### EXTRAIT FOURNI
★ ★ ★ ★ ★

Les lignes directrices à moyen terme devraient constituer un point
de départ pour la discussion du document de la Banque intitulé Fifth Capital Resources Review (CRR5)
[Cinquième évaluation des ressources en capital], lequel couvrira
la période 2016 à 2020 et sera soumis à l'approbation des actionnaires
de la Banque lors de l'assemblée générale annuelle de 2015 à Tbilissi.
3. Gouvernance et
structure
15. La BERD compte 66 actionnaires, dont tous les Etats
membres de l'Union européenne et deux institutions européennes,
à savoir l'Union européenne (représentée par la Commission) et la
Banque européenne d'investissement (BEI). De plus, certains pays
développés – comme les Etats-Unis, le Japon, la Corée du Sud, le
Canada et l'Australie – situés hors d'Europe et ne faisant pas partie
de la région d'opérations de la BERD sont également actionnaires.
Parmi les Etats membres du Conseil de l'Europe, seuls l'Andorre, Monaco
et Saint-Marin ne sont pas actionnaires de la Banque.
16. La structure globale de la BERD repose sur sept axes correspondant
à des priorités opérationnelles communes. La répartition du travail
au sein de la Banque reflète bien sa double nature puisqu'elle est
à la fois une institution financière publique et une entité opérant
conformément aux principes du secteur privé. Tous les pouvoirs sont
aux mains d'un conseil des gouverneurs composé d'un représentant
pour chaque actionnaire, généralement un fonctionnaire du ministère
des Finances ou le président de la Banque centrale. Ce conseil se réunit
une fois par an et délègue la plupart de ses pouvoirs à un conseil
d'administration chargé à la fois de fixer l'orientation stratégique
de la Banque et de procéder à des évaluations internes. Le président
élu par le conseil des gouverneurs est le représentant juridique
de la BERD. Il gère les opérations de la Banque sous la supervision
du conseil d'administration. Dans l'exercice de ses fonctions, il
est conseillé par un comité exécutif composé de cinq vice-présidents
et d'autres membres de la haute direction, dont l'économiste en
chef, le conseiller général et le secrétaire général.
17. Les réunions du conseil d'administration se tiennent normalement
à des intervalles de deux semaines et sont présidées par le président.
Le conseil adopte des décisions formelles concernant les investissements, les
tâches en matière de coopération technique, les emprunts et autres
activités de la Banque. Fait important, c'est à lui qu'il appartient
de veiller au respect des clauses revêtant un caractère politique
énoncées dans le mandat de la Banque. A supposer que le conseil
exprime de graves préoccupations quant à la conformité d'un pays,
il pourrait décider de limiter l'engagement de la BERD auprès de
l'Etat concerné tout en continuant à investir dans le secteur privé
afin de soutenir la transition économique.

★ ★ ★ ★ ★

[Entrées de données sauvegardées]
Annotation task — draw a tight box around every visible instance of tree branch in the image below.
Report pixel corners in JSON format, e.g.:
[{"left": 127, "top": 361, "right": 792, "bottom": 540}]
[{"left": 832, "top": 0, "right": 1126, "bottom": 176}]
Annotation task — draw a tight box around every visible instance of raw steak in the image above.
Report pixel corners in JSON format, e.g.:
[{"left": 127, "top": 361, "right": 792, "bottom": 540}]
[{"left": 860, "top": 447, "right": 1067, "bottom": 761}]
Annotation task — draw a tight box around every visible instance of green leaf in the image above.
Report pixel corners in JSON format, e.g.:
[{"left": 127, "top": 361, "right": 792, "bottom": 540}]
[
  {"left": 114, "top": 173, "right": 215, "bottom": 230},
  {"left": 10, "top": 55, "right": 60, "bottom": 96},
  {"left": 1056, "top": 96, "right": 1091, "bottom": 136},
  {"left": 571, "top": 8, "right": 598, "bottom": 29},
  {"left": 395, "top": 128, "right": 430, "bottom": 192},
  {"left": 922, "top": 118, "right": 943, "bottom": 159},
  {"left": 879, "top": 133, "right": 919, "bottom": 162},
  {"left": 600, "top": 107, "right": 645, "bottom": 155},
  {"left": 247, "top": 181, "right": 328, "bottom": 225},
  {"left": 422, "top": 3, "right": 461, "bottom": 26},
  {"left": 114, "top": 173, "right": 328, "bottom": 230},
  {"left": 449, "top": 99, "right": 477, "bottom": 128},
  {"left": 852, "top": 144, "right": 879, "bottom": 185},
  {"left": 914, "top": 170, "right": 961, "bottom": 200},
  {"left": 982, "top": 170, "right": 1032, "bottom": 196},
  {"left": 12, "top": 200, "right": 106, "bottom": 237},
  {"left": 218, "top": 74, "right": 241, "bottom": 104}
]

★ ★ ★ ★ ★

### EXERCICE ÉCRIT
Reproduisez sans modification le passage de l'extrait sur la BERD qui va de « [Cinquième évaluation des » à « sont également actionnaires. ».

### BONNE RÉPONSE
[Cinquième évaluation des ressources en capital], lequel couvrira
la période 2016 à 2020 et sera soumis à l'approbation des actionnaires
de la Banque lors de l'assemblée générale annuelle de 2015 à Tbilissi.
3. Gouvernance et
structure
15. La BERD compte 66 actionnaires, dont tous les Etats
membres de l'Union européenne et deux institutions européennes,
à savoir l'Union européenne (représentée par la Commission) et la
Banque européenne d'investissement (BEI). De plus, certains pays
développés – comme les Etats-Unis, le Japon, la Corée du Sud, le
Canada et l'Australie – situés hors d'Europe et ne faisant pas partie
de la région d'opérations de la BERD sont également actionnaires.